---------- MATERIAL FOR THIS EXERCISE ----------

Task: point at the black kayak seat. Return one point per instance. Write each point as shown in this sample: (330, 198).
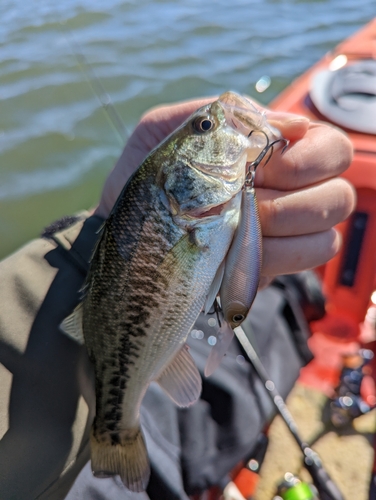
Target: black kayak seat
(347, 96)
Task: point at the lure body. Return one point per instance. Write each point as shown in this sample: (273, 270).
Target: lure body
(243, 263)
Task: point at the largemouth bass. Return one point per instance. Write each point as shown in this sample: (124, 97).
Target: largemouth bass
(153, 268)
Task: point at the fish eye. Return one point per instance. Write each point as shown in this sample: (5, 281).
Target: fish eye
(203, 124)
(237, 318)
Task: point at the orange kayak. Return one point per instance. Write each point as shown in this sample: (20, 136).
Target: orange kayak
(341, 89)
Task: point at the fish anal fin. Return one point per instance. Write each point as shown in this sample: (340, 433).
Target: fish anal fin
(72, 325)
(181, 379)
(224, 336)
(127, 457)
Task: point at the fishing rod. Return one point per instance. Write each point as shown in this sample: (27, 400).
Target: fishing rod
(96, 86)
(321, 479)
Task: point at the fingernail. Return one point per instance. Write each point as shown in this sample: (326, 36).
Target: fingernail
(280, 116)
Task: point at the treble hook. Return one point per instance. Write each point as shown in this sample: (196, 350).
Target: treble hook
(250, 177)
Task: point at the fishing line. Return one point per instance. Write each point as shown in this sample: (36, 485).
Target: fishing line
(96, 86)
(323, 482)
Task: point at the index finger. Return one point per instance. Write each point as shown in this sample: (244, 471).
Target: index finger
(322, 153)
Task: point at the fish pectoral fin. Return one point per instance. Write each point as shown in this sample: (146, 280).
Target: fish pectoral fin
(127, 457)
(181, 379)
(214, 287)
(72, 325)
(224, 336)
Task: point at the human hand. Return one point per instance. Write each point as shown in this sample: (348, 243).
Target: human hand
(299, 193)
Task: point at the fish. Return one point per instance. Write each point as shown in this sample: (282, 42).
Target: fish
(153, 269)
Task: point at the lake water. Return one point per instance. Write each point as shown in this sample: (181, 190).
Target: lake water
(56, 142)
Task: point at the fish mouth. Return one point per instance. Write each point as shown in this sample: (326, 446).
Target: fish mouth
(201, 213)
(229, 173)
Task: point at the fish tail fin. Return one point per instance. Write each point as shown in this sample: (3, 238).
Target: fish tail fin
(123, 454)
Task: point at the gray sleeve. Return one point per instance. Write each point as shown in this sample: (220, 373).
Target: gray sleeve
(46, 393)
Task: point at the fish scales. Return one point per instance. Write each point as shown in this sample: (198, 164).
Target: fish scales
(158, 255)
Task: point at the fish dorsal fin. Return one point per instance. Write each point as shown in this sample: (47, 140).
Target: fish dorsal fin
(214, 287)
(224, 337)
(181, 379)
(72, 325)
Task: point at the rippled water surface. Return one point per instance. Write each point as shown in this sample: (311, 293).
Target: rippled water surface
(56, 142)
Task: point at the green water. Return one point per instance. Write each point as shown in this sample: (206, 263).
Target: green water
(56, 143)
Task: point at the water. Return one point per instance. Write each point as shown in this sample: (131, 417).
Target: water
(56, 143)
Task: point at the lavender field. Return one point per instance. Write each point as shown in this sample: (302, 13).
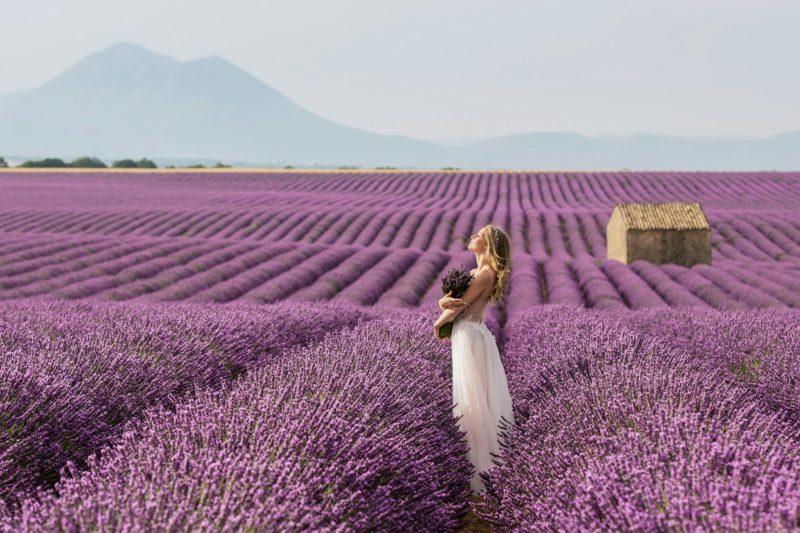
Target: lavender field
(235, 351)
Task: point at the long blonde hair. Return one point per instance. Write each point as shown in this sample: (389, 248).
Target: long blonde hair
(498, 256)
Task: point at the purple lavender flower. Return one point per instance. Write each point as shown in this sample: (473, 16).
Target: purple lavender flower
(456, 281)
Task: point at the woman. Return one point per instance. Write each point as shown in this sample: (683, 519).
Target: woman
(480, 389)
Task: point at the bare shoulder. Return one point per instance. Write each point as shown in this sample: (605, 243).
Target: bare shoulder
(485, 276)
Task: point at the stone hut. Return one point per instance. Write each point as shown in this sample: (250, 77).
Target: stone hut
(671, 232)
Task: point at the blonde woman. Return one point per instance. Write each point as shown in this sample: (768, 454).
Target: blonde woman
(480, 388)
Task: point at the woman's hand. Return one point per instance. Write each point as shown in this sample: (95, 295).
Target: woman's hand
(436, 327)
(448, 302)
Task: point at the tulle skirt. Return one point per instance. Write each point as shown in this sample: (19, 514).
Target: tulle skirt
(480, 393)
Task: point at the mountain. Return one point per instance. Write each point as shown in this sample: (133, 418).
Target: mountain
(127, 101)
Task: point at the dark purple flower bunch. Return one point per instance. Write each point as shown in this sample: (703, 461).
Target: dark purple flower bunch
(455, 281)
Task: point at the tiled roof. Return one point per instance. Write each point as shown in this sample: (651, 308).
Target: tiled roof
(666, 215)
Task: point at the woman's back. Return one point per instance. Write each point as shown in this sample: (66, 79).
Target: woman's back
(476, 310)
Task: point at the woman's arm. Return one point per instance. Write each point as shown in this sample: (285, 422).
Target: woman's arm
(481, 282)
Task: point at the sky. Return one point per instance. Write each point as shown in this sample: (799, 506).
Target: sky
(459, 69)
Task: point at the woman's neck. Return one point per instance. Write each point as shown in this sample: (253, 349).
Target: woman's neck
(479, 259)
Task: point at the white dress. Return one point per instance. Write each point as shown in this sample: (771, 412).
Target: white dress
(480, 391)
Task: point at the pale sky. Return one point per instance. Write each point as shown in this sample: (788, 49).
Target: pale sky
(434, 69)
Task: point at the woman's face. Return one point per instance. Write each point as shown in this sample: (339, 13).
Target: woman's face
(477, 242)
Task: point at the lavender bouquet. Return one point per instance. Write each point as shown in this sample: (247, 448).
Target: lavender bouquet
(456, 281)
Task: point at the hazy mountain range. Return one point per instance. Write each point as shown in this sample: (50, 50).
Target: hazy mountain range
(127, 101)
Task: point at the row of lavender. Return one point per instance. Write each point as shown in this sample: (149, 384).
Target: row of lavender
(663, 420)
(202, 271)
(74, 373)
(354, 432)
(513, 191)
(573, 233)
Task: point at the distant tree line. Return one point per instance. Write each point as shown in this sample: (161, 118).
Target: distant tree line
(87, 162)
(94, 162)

----------

* WRITTEN EXERCISE *
Copy every line of the listing above word for word, leaving out the pictures.

* EXERCISE ANSWER *
Task: point at the black kayak seat. Return one point per instance. Write each point as shown in this sample: (330, 198).
Target: black kayak seat
(347, 96)
Task: point at the lure body. Return one point per instance. Write each point as shown in this sample: (273, 270).
Target: lure body
(243, 263)
Task: point at the largemouth bass. Return one point per instance. Write each point as shown in this sample: (124, 97).
Target: largemouth bass
(153, 268)
Task: point at the fish eye. Return one point per instance. Write each point as shown in this sample: (5, 281).
Target: fish eye
(203, 124)
(237, 318)
Task: point at the orange kayak. Return one point per instance. Write each point as shown in this sample: (20, 136).
Target: orange kayak
(341, 89)
Task: point at the fish anal fin. Return one point per instance. Write each point as shown in this sample: (340, 433).
Target: fish anal fin
(72, 325)
(181, 379)
(224, 336)
(127, 457)
Task: point at the fishing rod. Return one point per instance. Write each point as shown in this sample: (27, 400).
Target: fishing rod
(96, 86)
(321, 479)
Task: point at the fingernail. Return one point per instance. Write each point as shown in this sample: (326, 36).
Target: fingernail
(280, 116)
Task: point at the treble hook. Return one point per instance. Write each point as shown in this sample: (196, 350).
Target: treble hook
(250, 177)
Task: point at the fishing line. Return one point per instance. Write each point as shown in this sample: (36, 485).
Target: fishing line
(96, 86)
(323, 482)
Task: point at the index finger. Return one point per instance. Write each point as shown in this sample: (244, 471).
Target: index finger
(322, 153)
Task: point at the fish pectoral fin. Return one point per instance. Write each point as shown in this sample: (146, 280).
Target: fish pectoral fin
(127, 457)
(181, 379)
(214, 287)
(72, 325)
(224, 336)
Task: point at the human hand. Return one point per instance. Write each point as shown in this sample: (348, 243).
Target: human hand
(299, 193)
Task: point at the fish. Return one point per instance. Write each point as shown in this sample: (282, 42).
Target: fish
(153, 269)
Task: point at the lake water. Return one point per instance. Write each point as shown in this sample: (181, 190).
Target: lake water
(56, 142)
Task: point at the fish mouth. Return one point per instance. Write each point as shown in this sample: (326, 446).
Target: fish mouth
(201, 213)
(229, 173)
Task: point at the fish tail fin. Return one point per instance. Write each point as shown in this sample: (3, 238).
Target: fish tail fin
(123, 454)
Task: point at the gray sleeve. Return one point per instance. Write each point as shown in this sample: (220, 373).
Target: gray sleeve
(46, 393)
Task: point at the fish scales. Return one point per instance. Write each point as shown in this sample: (198, 164).
Target: fish scales
(158, 255)
Task: point at the fish dorsal fin. Return one point per instance. Write each point as shown in this sample: (47, 140).
Target: fish dorsal fin
(214, 287)
(224, 337)
(181, 379)
(72, 325)
Task: point at the rippled water surface. Return one point per instance. Write each point as shown in this sample: (311, 293).
Target: rippled water surface
(56, 142)
Task: point at the green water. Return one point per instance. Write each point as shown in this sample: (206, 263).
Target: green water
(56, 143)
Task: point at the water. Return one point per instance. Write each point as shown in this sample: (131, 417).
Target: water
(56, 143)
Task: point at the lavender field. Return one point per instance. Write each point as shown in this sample: (302, 13).
Target: lavender field
(235, 351)
Task: point at the long blonde hair. Return one point per instance. Write each point as shown in this sample: (389, 248).
Target: long blonde hair
(498, 256)
Task: point at the purple lavender flower. Return one point per instance. Write each point as shown in this sample: (473, 16).
Target: purple lavender flower
(456, 281)
Task: point at the woman. Return one point per instance. Write each point as shown in this sample: (683, 519).
Target: woman
(480, 389)
Task: point at the bare shoulder. Return one point per instance. Write each point as shown in this sample: (605, 243).
Target: bare shoulder
(485, 276)
Task: point at the stone hut. Return one point per instance. Write each point as shown in this sample: (250, 77).
Target: stone hut
(671, 232)
Task: point at the blonde woman. Return one point per instance. Write each point as shown in this sample: (768, 454).
Target: blonde woman
(480, 388)
Task: point at the woman's hand. Return one point per instance. Write each point as shown in this sample: (95, 295).
Target: woman's hand
(436, 327)
(448, 302)
Task: point at the tulle skirt. Return one point per instance. Write each point as shown in this sample: (19, 514).
Target: tulle skirt
(480, 393)
Task: point at the mountain. Return one point per instance. Write each point as shown in this sample: (133, 418).
Target: mountain
(127, 101)
Task: point at the dark purple flower bunch. Return one point per instance. Write each point as shown in this sample: (703, 461).
Target: dark purple flower bunch
(455, 281)
Task: point at the tiled roof. Return one point per instance. Write each point as shown in this sample: (651, 308).
Target: tiled roof
(666, 215)
Task: point at the woman's back. Return one point per instance. Write each point as shown in this sample: (66, 79).
Target: woman's back
(476, 310)
Task: point at the woman's arm. Return one point per instance. Write each point as shown in this sample: (285, 422).
Target: woman's arm
(481, 282)
Task: point at the sky. Return one point per instance. Write each point as shown in this sample: (799, 506).
Target: sky
(459, 69)
Task: point at the woman's neck. Return one point per instance. Write each point as shown in this sample: (253, 349).
Target: woman's neck
(479, 259)
Task: point at the white dress. Return one point per instance. Write each point as shown in this sample: (771, 412).
Target: white dress
(480, 391)
Task: point at the pale sky. Return one point per instance. Write each point as shown in this sample: (788, 49).
Target: pale sky
(434, 69)
Task: point at the woman's face. Return one point per instance. Write each point as shown in this sample: (339, 13).
Target: woman's face
(477, 242)
Task: point at the lavender bouquet. Return one point per instance. Write each point as shown in this sample: (247, 448).
Target: lavender bouquet
(456, 281)
Task: point at the hazy mountain range. Return one point per instance. Write each point as shown in this sample: (50, 50).
Target: hazy mountain range
(127, 101)
Task: point at the row of lavender. Return one point per instance. Write each point as shown in this sample: (149, 384).
Target: row of lavender
(663, 420)
(202, 271)
(74, 373)
(354, 432)
(513, 191)
(573, 233)
Task: point at the distant tree line. Return one point per instance. Write each point as shown in this sample: (161, 118).
Target: distant tree line
(87, 162)
(94, 162)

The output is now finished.